YOUR ASSIGNMENT: A faithful copy of every record is needed here. Images must not appear in it.

+ + +

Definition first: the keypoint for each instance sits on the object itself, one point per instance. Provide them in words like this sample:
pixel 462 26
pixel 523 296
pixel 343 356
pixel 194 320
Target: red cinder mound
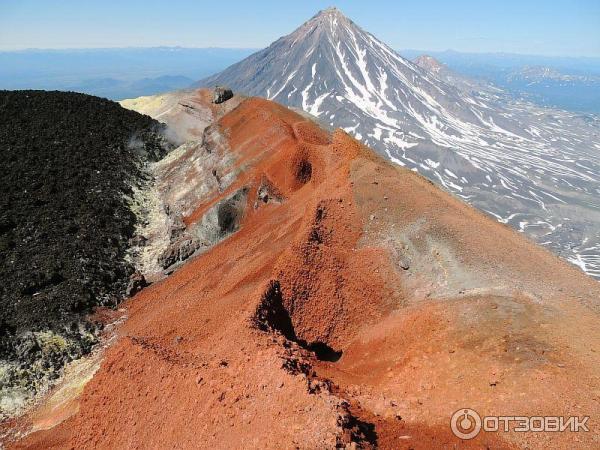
pixel 357 305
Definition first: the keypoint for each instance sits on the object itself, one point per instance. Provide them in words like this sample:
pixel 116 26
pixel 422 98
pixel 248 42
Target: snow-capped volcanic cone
pixel 344 302
pixel 529 167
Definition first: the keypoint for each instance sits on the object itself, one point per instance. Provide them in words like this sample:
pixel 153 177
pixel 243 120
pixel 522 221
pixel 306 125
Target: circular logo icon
pixel 465 423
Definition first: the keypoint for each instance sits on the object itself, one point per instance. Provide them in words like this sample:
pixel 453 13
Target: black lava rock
pixel 222 94
pixel 67 161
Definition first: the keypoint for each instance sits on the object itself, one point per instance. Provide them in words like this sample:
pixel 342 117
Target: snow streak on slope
pixel 531 168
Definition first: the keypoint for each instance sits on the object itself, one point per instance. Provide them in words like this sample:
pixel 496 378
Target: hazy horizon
pixel 558 28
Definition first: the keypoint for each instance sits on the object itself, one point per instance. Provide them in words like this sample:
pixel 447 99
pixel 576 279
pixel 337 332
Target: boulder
pixel 222 94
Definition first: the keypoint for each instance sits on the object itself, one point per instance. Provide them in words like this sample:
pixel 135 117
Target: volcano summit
pixel 532 168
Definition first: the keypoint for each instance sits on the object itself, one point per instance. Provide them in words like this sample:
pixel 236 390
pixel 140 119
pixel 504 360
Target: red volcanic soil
pixel 357 306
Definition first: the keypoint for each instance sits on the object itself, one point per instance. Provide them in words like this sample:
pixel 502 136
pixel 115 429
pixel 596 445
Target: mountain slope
pixel 355 305
pixel 529 167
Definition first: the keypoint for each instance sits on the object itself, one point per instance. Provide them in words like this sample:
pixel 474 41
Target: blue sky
pixel 550 27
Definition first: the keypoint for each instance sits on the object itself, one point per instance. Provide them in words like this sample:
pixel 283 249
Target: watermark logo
pixel 466 423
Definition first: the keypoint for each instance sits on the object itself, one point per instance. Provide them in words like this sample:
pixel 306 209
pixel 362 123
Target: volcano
pixel 532 168
pixel 310 294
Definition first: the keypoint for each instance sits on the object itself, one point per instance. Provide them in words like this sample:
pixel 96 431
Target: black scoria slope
pixel 67 163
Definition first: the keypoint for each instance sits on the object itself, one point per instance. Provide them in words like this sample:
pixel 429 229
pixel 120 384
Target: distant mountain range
pixel 535 169
pixel 114 73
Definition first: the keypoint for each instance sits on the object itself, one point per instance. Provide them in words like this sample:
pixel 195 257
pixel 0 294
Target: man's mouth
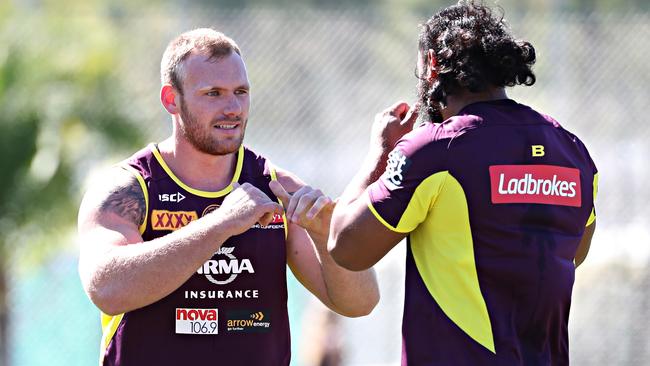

+ + +

REPLY TO THE EXERCISE:
Definition first: the keypoint for each instance sits on the object itself, one point per instance. Provide them in words like this sample:
pixel 462 26
pixel 523 296
pixel 343 356
pixel 194 320
Target: red cinder mound
pixel 357 305
Definition first: the keypoint for each instance sits on the object itself, one point per instance. Provide them in words like this sample:
pixel 116 26
pixel 422 98
pixel 248 42
Target: snow-capped volcanic cone
pixel 344 302
pixel 529 167
Definition first: the keypoint for each instance sits on the object itself, one point per instance. Provide them in words like this sample:
pixel 153 177
pixel 243 120
pixel 522 221
pixel 306 125
Target: circular logo icon
pixel 465 423
Definition first: the keypoint for each instance sits on the object itself, one point per instance. Provide them in words like this sample:
pixel 453 13
Target: black lava rock
pixel 222 94
pixel 67 161
Definition first: the keypoint for each instance sits on the object itself, one point per instance. Provide them in words like this sample:
pixel 342 117
Target: snow streak on slope
pixel 531 168
Definition first: the keypoint for each instance sits on the object itself, one point per instance. Provide them in words like this sample:
pixel 496 378
Target: hazy horizon
pixel 558 28
Definition first: the keypoint for each instance sits on the object itself, one point per instance. Provide them in words like this sample:
pixel 447 99
pixel 576 279
pixel 337 332
Target: boulder
pixel 222 94
Definition first: the keypoint for each instance sits on the object itself, one point per instance. Provide them in words like this sample:
pixel 135 117
Target: volcano summit
pixel 532 168
Definition first: the keypoint for each instance sits on the object itself, one point per instance. Provide them in words like this sample:
pixel 236 390
pixel 140 119
pixel 504 360
Target: red volcanic soil
pixel 357 306
Definition first: the keypoint for each instance sits on the object itself, one point per instance. Provide them in words like this sample:
pixel 502 136
pixel 115 429
pixel 596 445
Target: mountain slope
pixel 355 305
pixel 529 167
Definition first: the keypoint for each instance sits on the object itself, one point per instance. Provide them in words like this sample:
pixel 474 41
Target: blue sky
pixel 550 27
Definition first: the keypoint for each instance sits on the object itself, one point per instance. Provide them in words like this sample:
pixel 283 249
Target: watermark logo
pixel 466 423
Definition first: the keypoint for each instance sits on the object itself, one point per instance. Provide them in words like this sample:
pixel 306 209
pixel 362 123
Target: volcano
pixel 532 168
pixel 310 294
Definition first: the keypoint for each instance sits on the object itself, one point per instance. Provide them in words like this sample:
pixel 96 431
Target: black scoria slope
pixel 67 163
Definition first: the keypoint for each instance sits on the object itself, one point per instance. Provide them in words like this sample:
pixel 429 229
pixel 120 384
Target: distant mountain range
pixel 535 169
pixel 114 73
Definition first: the keypoint for each instance sits on the object itself, one point per instance. Provide them in words like this sample:
pixel 195 257
pixel 0 294
Target: man's mouth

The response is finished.